* Available data *

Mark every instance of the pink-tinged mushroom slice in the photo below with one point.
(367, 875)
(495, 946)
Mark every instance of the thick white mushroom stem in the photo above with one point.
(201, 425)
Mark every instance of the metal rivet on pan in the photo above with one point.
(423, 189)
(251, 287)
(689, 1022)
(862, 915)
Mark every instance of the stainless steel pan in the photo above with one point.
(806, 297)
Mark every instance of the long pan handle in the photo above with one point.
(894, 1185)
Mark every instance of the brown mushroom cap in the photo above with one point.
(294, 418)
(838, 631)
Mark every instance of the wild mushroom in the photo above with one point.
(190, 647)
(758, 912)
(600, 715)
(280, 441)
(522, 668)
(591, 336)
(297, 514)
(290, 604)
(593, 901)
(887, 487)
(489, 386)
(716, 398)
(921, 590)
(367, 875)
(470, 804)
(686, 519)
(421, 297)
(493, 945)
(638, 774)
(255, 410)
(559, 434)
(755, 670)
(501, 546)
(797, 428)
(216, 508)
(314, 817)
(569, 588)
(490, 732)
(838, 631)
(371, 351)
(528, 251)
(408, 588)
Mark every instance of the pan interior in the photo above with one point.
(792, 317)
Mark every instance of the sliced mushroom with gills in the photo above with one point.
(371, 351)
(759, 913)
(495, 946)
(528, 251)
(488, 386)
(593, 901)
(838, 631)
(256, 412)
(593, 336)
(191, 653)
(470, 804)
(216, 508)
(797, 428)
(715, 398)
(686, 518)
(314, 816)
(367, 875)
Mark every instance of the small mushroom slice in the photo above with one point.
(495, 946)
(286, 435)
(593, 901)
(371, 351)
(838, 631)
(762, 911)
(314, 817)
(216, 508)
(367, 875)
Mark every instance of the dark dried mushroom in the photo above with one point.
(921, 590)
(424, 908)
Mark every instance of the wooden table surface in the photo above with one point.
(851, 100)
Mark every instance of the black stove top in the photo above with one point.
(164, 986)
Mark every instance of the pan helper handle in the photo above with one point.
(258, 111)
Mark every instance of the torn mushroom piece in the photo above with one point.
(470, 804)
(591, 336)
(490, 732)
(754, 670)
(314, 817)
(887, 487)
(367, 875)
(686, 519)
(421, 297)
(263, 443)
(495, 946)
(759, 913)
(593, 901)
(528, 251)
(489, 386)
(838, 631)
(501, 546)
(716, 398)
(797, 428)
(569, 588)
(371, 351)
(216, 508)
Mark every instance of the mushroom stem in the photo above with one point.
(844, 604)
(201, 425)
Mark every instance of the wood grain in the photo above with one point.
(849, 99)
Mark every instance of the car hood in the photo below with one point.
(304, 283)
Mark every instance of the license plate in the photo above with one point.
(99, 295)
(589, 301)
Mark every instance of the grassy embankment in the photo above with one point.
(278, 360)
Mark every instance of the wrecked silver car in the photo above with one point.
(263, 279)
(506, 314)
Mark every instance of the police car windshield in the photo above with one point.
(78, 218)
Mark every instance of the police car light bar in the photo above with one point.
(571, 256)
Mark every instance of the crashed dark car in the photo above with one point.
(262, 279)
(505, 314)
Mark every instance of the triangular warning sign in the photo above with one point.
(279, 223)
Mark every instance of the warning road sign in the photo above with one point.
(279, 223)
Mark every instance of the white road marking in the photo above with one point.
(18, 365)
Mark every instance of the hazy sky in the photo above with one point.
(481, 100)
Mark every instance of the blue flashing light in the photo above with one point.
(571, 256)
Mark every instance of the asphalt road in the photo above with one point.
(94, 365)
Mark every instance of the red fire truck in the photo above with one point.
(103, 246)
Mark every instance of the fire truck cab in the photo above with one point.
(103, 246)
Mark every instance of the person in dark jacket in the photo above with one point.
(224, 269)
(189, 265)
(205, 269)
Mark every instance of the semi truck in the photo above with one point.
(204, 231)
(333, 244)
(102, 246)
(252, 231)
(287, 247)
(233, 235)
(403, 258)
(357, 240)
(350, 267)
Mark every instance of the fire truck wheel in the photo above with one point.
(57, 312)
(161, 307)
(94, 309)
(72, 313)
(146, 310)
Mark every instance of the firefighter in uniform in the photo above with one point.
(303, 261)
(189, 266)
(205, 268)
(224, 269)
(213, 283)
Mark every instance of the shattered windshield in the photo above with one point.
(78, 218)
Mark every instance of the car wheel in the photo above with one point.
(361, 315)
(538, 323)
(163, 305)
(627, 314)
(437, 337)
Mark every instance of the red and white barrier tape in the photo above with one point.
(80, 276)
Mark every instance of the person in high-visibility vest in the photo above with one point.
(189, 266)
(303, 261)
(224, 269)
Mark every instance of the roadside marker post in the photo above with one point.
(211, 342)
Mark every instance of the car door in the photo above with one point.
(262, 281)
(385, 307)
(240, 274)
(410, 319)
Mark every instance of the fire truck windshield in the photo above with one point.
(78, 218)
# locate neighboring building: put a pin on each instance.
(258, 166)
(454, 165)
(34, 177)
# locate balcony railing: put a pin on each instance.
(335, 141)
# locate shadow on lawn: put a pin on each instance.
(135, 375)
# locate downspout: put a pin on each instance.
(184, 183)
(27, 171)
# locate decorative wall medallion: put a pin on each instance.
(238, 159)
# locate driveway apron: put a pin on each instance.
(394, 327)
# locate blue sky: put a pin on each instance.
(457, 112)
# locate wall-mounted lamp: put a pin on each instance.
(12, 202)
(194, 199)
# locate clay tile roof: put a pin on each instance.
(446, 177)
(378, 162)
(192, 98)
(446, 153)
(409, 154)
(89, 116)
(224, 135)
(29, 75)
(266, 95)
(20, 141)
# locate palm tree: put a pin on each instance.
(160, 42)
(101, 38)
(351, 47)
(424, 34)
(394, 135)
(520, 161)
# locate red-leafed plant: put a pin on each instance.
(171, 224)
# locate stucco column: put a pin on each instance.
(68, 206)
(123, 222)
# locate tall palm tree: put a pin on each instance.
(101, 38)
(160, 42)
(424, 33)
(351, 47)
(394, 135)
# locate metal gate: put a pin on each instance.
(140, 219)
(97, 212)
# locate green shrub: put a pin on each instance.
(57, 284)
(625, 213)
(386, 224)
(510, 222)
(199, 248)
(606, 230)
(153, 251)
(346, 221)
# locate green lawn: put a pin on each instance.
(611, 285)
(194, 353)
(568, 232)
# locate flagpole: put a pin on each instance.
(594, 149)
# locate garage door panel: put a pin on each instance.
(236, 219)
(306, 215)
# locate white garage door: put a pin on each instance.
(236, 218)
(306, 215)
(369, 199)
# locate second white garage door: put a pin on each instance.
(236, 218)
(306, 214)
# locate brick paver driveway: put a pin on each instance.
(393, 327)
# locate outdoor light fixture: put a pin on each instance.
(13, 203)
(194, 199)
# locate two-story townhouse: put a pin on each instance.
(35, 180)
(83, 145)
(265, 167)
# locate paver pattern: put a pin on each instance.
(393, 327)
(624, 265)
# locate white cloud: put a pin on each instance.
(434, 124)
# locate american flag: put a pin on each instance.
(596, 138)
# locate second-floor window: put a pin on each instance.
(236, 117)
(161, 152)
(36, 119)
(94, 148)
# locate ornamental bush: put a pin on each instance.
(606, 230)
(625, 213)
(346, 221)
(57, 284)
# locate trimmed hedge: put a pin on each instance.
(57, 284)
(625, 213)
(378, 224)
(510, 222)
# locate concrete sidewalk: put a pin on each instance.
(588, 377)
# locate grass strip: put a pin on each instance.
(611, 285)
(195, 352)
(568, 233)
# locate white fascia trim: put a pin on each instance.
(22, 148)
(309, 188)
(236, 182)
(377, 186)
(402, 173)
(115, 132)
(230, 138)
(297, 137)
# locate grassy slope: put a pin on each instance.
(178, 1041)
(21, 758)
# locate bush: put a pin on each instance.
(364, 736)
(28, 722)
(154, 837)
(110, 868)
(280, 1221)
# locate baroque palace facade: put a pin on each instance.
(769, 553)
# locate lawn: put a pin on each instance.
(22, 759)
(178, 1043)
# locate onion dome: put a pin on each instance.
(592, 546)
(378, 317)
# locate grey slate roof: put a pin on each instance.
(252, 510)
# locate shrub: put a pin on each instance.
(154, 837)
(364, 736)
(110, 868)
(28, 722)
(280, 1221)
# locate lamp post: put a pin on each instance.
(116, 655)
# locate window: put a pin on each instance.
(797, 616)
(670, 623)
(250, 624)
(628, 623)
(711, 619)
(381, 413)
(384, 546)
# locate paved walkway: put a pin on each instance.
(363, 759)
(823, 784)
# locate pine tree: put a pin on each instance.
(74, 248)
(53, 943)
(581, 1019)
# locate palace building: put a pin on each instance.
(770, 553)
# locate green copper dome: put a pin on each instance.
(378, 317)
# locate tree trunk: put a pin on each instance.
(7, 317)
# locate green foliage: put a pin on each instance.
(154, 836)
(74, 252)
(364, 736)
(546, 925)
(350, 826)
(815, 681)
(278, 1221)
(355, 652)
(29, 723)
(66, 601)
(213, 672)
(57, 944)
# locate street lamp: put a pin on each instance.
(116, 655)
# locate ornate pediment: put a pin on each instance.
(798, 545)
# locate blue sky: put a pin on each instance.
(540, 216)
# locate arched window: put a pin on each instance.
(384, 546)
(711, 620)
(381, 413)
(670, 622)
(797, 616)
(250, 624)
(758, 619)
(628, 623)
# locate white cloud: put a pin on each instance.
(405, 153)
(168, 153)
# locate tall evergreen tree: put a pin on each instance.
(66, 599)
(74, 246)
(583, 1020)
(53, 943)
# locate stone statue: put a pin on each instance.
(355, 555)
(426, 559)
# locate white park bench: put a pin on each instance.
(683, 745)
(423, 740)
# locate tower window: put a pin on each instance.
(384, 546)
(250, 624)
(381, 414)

* Description of the task *
Repeat nothing before the line containing "# locate stone"; repeat that line and every later line of the listing exactly.

* Exercise response *
# locate stone statue: put a pin on each instance.
(355, 555)
(426, 559)
# locate white park bench: put a pin on each instance.
(683, 745)
(423, 740)
# locate tower window: put a pin on each instance.
(384, 546)
(250, 624)
(381, 414)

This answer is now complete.